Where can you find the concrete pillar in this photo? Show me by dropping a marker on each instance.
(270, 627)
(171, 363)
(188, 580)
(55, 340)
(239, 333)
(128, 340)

» **EXERCISE**
Transcribe the listing above line for line, keeping every character unchanged.

» **PROBLEM SOLUTION**
Where can you find the concrete pillar in this photo? Show me by dropping a marker on each instance.
(270, 627)
(171, 363)
(188, 580)
(55, 340)
(239, 333)
(128, 340)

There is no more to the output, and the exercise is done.